======== Supplied passage
The third demand is that Hamas live up to international obligations. OK, the crucial one is the so-called Saudi Plan, the Arab League decision in 2002, to establish a two-state settlement with full normalization on the international border. The demand on Hamas, they accept that. In fact, referendum that’s coming along, it’s just a repetition of that, if it comes along. Did the US and Israel accept it? No! They flatly reject it.

And this is not just a rhetoric, they rejected in acts, which is a lot more important than rhetoric. The current annexation program --in a propaganda system here described as the “withdraw program”-- the current annexation program is a radical violation of those international agreements. Now, that one didn’t happen to have the force of law with the Arab League. But similar proposals have been coming to the Security Council and the General Assembly since 1976.

1976 is the first time when the resolution came to the Security Council, January 1976 initiated by Syria, backed by the other major Arab states, calling for two-state settlement on the international border incorporating the wording of UN 242 but adding a Palestinian state. Well, that’s not a Security Council resolution because the US vetoed it. OK? The US vetoed another one in 1980, a similar one. It’s been blocking General Assembly resolutions to the same effect ever since. Not only—there’s almost no break in this—it’s not only votes in rhetoric, again it’s also actions.

So, the settlement programs are all illegal. As I said, the World Court unanimously agreed they are in violation of international law and that any portion of separation wall that is built to defend this settlement is “ipso facto” illegal in the words of the US justice. But they’re developing that and that’s very serious. Take a look at the map of what they’re imposing, it’s very serious.

So, can the Quartet do anything? You know, if the US agrees. It’s like the UN. The Quartet can’t do anything unless the US agrees. What the US is now agreeing to is the Israeli annexation of the valuable parts of the territories, water resources, breaking them up and so on.

In fact Bush is the first president who officially authorized it. I mean it was going on anyway but it came official, official authorization under Bush. So, yes, as long as that proceeds, they can’t do anything.

Going back to Hamas, as I say I don’ t like their positions, but they’re more forthcoming and moderate than those of the United States and Israel. And it goes on.
Hamas has called for truce, in fact has been living up to a truce for the last year. And they’re calling, their position is calling for a long-term truce maybe an indefinite truce on the international border, which happens to be in accord with the overwhelming international consensus since 1976 for a political settlement on the international border with maybe minor and mutual modifications, which was the official US position until it departed from the rest of the world on this.
================
> Tasks
**A.** List every distinct year named in the passage on Hamas and the two-state settlement, in the order each first appears.
**B.** Please go on with the passage on Hamas and the two-state settlement, picking up right after its final sentence.
======== Listed entries
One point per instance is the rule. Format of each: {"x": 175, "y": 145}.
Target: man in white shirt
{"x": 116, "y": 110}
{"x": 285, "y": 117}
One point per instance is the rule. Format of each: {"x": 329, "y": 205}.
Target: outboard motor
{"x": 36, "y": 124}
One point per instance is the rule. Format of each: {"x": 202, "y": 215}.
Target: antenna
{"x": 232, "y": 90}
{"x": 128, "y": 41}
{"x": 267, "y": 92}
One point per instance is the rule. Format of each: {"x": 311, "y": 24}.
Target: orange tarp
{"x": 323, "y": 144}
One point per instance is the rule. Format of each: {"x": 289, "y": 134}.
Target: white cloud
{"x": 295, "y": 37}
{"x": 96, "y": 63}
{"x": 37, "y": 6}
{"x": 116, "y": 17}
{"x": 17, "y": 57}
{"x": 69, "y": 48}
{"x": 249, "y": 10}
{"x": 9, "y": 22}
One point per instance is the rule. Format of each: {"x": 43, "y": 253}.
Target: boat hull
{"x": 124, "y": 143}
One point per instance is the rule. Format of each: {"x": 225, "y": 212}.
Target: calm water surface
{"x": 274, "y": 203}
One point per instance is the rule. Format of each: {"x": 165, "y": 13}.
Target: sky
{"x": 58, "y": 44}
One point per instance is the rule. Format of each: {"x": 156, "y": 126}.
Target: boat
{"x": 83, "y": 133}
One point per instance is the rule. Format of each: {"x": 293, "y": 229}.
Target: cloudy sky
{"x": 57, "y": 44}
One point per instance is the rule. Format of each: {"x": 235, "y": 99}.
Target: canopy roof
================
> Expected outputs
**A.** 2002, 1976, 1980

**B.**
They’ve been calling for a truce on that border and once a truce is established, for further negotiations for permanent settlement. OK, it’s not an unreasonable position. I mean they continue to claim that the Palestinians have a historical right to the entire former Palestine. But so did Ehud Olmert. He says the Jews have a historic right to the entire land of Palestine and nothing can ever cause as to abandon that right. His foreign minister Tzipi Livni, comes from a sector of Israeli politics, far as the Likud as background. As far as I know, they have never abandoned their official position that Israel has the right to the both sides of the Jordan meaning two former Palestine and Jordan. Maybe they’ve abandoned but I’ve never seen it. So, if that is what they want to say, fine.

I think it would be plausible for Mexicans to say that they’re not abandoning their right to the roughly half of Mexico that was conquered by the United States in the US-Mexican War. Why should they abandon their right? Of course they’re not going to implement it, but if they want it to be part of their historical right, OK, say it. So, that part, I don’t think is very interesting.

The actual programs of Hamas, I think has a lot to object to, but the programs of the United States and Israel are much worse and furthermore they’re being implemented. And finally those are the ones we can do something about. I can’t do anything about what Hamas decides. I can do a lot or we should do a lot about what the major countries decide. So, fine, let’s try to shift US-Israeli policy towards the long-standing international consensus repeated in the Arab League proposals of 2002 accepted by the Palestinians back in December 1988 formally and continued right till today.

And there are serious proposals right on the table which are not perfect but a basis for settlement. The most well-known is the Geneva accord released in Geneva in December 2002. This was an informal but quite high level agreement between the Palestinian and Israeli negotiators with a detailed plan for how to reach a settlement based on the international border with mutual modifications. Not an unreasonable plan. A lot of support in both Israel and Palestine. Israel rejected it. The US simply dismissed it. And since the US dismissed it,--you take a look at US press coverage, they just ridiculed it. So Elaine Sciolino had a report in the New York Times about it, in which she… something like, these unelected people made a derisory report or something like that. Yeah, the reason is because the US dismissed it. Well, if the US dismisses it, nothing is going to happen.

Actually going back to the Road Map, if you take a look, try Google you’ll find it quickly. The Israeli government accepted the Road Map with 14 reservations. Take a look at the 14 reservations. I mean they eviscerated it. And the US backed them on that. So, Israel never accepted the Road Map. But the US backed it so therefore they go ahead and do what you want, the press doesn’t report it. But again, those are decisions and choices that can be made right here and should be.

What will happen to Hamas in the long run, I don’t know. I mean they have a lot of popular support undoubtedly, but there’s overwhelming popular support within the Palestinian territories for something like international consensus, two-state settlement on the international border of the kind that the PLO formally accepted in December 1988.

We might remember what happened then. The people who hold the clubs dislike history. For them, history is bunk, you know, it’s antiquated, boring, let’s go on. The people beaten by the clubs generally think that history is important. And it is. And the people who want to understand the world should be with the victims on this, yes, history is important. You can understand why the powerful want to kick it in the dust bin but we shouldn’t.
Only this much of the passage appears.